> [Input]:
◆ ◆ ◆ ◆
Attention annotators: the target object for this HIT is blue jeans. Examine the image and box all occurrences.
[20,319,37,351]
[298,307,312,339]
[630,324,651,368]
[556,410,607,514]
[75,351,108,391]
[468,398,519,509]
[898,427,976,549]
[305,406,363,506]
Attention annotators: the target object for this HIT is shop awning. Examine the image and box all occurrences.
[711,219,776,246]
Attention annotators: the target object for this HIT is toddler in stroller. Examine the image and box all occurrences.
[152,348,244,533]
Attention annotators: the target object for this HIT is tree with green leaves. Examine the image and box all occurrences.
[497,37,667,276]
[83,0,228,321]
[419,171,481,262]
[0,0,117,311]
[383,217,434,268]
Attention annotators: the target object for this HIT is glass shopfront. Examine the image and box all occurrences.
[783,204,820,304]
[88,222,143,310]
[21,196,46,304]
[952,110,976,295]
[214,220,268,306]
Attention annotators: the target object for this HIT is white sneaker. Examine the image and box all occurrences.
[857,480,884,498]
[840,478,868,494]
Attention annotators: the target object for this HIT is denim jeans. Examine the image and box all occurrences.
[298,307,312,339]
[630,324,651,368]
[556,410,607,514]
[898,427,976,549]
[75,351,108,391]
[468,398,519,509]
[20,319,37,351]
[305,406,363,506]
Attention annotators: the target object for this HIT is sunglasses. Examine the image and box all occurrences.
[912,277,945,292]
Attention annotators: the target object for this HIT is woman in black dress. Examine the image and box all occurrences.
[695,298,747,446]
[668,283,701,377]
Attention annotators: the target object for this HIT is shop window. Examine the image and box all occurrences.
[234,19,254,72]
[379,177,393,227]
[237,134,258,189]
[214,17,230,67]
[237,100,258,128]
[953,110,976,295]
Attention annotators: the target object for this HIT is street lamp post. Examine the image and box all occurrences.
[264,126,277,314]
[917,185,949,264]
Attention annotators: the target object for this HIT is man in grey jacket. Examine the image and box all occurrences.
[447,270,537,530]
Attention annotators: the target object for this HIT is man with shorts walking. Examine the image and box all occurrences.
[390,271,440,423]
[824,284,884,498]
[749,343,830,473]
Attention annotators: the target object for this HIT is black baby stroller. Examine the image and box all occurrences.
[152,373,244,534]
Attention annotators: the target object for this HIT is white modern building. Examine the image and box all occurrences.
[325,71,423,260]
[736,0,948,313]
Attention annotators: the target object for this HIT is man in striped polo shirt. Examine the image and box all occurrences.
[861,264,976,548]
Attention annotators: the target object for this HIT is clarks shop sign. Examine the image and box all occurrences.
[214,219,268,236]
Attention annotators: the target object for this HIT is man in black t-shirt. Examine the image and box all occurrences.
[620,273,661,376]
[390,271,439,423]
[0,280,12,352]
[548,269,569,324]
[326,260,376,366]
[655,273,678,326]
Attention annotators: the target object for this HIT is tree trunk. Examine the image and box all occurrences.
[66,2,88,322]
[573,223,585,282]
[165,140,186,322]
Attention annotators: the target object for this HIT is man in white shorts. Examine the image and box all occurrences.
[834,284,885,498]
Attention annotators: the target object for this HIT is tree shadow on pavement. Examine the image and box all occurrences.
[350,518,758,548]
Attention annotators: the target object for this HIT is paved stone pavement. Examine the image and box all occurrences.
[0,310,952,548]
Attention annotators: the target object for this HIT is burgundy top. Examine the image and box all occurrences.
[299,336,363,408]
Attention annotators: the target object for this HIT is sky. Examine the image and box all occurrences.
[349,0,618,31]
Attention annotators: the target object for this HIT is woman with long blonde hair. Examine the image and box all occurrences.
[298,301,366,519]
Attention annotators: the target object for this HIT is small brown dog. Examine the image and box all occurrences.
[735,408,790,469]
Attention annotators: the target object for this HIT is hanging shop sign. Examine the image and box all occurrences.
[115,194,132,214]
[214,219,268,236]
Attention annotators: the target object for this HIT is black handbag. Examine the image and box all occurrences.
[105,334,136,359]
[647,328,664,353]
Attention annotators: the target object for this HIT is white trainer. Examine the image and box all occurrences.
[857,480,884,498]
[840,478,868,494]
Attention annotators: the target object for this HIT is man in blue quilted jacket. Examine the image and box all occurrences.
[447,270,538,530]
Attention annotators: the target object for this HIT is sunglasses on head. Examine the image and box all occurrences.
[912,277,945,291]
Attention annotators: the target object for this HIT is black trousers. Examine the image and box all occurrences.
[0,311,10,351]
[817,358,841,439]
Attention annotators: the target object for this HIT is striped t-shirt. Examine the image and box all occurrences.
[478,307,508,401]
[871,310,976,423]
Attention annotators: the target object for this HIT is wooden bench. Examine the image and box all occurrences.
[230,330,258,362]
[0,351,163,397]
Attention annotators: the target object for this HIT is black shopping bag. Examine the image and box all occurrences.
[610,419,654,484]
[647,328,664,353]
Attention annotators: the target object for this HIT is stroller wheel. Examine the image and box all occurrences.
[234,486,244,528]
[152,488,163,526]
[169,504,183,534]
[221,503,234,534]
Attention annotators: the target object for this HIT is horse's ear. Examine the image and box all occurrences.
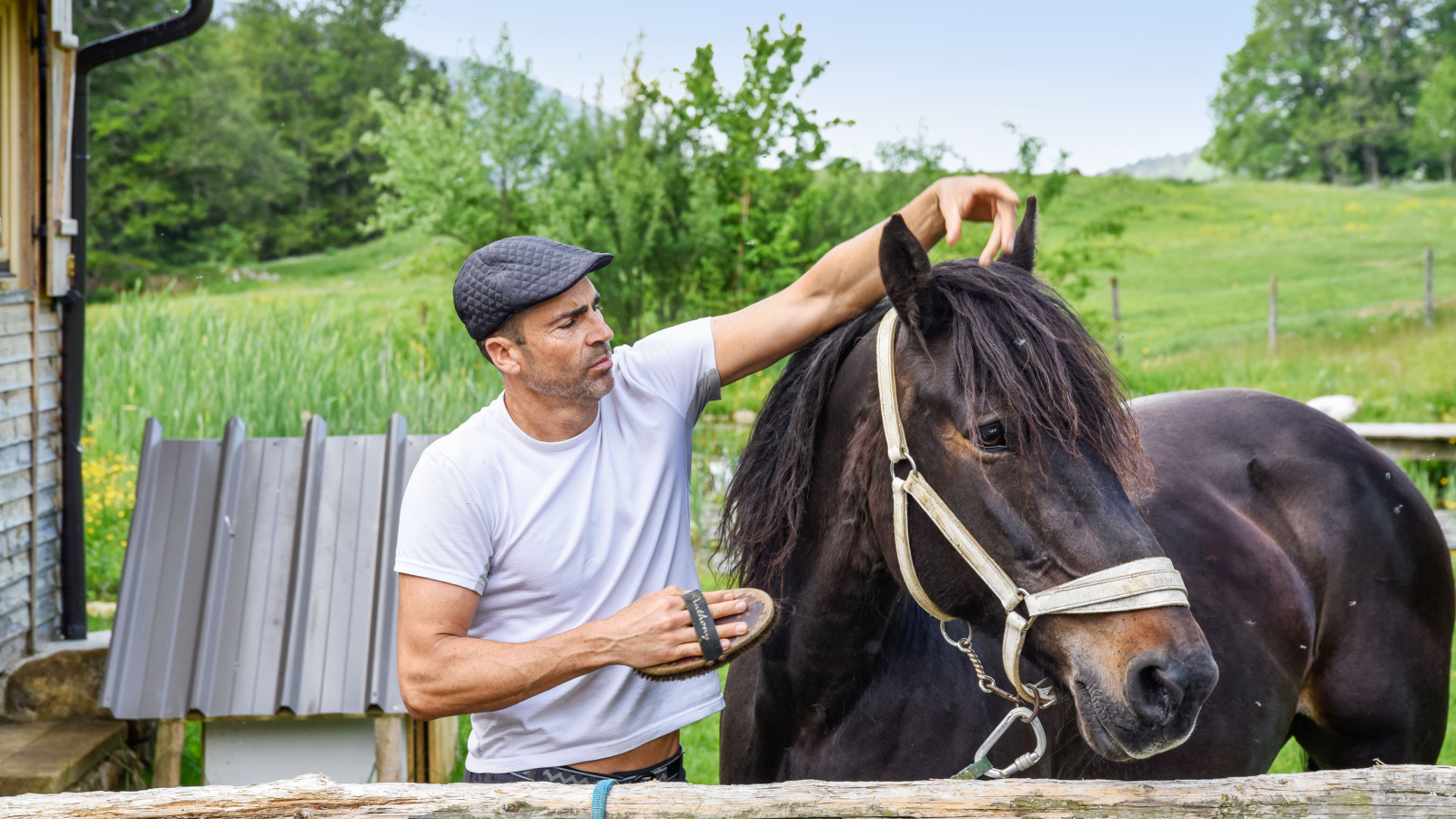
[879,213,930,331]
[997,197,1036,272]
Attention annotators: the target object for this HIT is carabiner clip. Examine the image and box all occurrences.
[951,705,1046,780]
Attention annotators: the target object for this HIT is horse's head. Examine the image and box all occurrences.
[872,199,1218,759]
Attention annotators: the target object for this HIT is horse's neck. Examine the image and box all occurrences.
[788,519,900,722]
[784,356,900,719]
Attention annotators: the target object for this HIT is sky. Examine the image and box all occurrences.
[388,0,1254,174]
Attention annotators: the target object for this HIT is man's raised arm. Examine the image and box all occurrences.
[713,174,1021,385]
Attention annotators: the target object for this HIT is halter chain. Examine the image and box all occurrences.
[875,309,1188,707]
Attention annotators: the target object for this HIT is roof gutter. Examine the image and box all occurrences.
[61,0,213,640]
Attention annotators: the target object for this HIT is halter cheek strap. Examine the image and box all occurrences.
[875,309,1188,703]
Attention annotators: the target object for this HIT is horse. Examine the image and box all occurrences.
[719,198,1456,783]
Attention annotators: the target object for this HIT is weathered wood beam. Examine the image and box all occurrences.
[0,765,1456,819]
[1349,424,1456,460]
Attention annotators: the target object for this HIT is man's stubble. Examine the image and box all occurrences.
[521,341,617,404]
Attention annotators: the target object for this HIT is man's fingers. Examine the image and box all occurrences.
[980,202,1000,267]
[939,196,961,245]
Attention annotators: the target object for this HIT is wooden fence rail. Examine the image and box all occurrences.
[0,765,1456,819]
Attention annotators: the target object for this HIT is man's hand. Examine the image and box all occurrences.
[582,586,748,669]
[932,174,1021,267]
[713,174,1021,385]
[399,574,748,720]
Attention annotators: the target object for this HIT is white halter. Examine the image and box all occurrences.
[875,308,1188,705]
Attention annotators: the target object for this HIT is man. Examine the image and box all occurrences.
[395,175,1019,783]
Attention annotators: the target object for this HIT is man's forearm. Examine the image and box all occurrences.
[713,182,946,385]
[789,182,945,328]
[400,623,612,720]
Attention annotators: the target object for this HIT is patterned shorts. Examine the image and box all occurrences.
[464,746,687,785]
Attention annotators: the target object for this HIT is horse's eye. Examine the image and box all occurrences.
[976,421,1006,451]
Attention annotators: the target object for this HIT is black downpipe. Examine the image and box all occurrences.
[58,0,213,640]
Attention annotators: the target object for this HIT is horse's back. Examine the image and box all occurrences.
[1133,389,1456,768]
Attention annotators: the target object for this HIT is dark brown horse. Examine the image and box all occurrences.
[721,199,1456,783]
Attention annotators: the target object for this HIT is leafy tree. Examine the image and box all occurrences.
[1204,0,1440,182]
[75,0,432,283]
[1002,121,1072,210]
[1410,56,1456,182]
[77,3,304,281]
[675,16,844,306]
[541,54,704,339]
[364,29,566,249]
[226,0,432,257]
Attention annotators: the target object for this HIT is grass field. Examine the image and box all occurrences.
[85,177,1456,781]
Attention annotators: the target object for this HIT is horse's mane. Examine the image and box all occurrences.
[719,259,1145,586]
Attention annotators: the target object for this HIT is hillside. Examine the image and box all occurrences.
[1102,150,1221,182]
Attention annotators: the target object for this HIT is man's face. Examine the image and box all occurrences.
[485,278,616,404]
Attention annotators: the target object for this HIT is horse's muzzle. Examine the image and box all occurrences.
[1075,642,1218,761]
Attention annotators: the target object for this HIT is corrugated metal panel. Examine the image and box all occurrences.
[102,414,440,719]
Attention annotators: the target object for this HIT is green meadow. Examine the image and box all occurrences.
[85,177,1456,781]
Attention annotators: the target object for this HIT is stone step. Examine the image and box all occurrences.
[0,722,126,795]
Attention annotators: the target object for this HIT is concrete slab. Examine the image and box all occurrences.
[0,722,126,795]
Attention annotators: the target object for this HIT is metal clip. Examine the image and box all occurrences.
[951,705,1046,780]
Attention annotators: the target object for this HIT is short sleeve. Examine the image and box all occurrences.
[395,448,495,594]
[616,318,723,421]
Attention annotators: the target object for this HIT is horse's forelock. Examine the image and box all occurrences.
[719,259,1146,586]
[935,259,1148,487]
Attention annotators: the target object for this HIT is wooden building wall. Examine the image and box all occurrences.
[0,0,76,672]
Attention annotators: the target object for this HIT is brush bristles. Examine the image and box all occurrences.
[635,608,779,682]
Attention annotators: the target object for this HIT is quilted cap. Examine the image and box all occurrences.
[454,236,612,341]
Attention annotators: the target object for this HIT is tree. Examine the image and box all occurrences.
[1204,0,1439,182]
[541,53,711,339]
[674,16,844,306]
[364,29,566,249]
[75,0,432,284]
[226,0,434,255]
[1410,56,1456,182]
[78,3,304,284]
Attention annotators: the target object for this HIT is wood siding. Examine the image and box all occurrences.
[0,290,61,667]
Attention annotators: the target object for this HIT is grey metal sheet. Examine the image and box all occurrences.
[102,414,440,719]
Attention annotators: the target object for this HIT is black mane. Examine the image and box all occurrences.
[719,259,1143,586]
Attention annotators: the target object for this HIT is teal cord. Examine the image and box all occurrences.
[592,780,617,819]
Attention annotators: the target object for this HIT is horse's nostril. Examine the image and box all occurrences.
[1127,652,1188,726]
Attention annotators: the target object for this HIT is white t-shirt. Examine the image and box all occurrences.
[395,319,723,774]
◆ ◆ ◆ ◆
> [Given request]: Rewrite the listing above as a numbered list, covering everything from the line containing "stubble. Examine the image and box all occurrences." down to the line containing "[875,308,1188,705]", both included, and leave out any blank lines.

> [The output]:
1. Attention annotators: the target object for this HIT is man's stubble. Examine the image and box all occurrences.
2. [521,341,617,404]
3. Attention annotators: the target object for this HIT is man's fingers. Examine the image and box all occurrences.
4. [980,202,1000,267]
5. [939,196,961,245]
6. Attention annotators: the target object for this HIT is wooden fence rail. Examine the image and box all occurrences.
7. [0,765,1456,819]
8. Attention annotators: the target object for this HIT is man's hand. Examine the image and box all occurrences.
9. [582,586,748,669]
10. [932,174,1021,267]
11. [713,174,1021,385]
12. [399,574,748,720]
13. Attention annotators: the target object for this HIT is white halter. Examine the image and box all occurrences.
14. [875,308,1188,705]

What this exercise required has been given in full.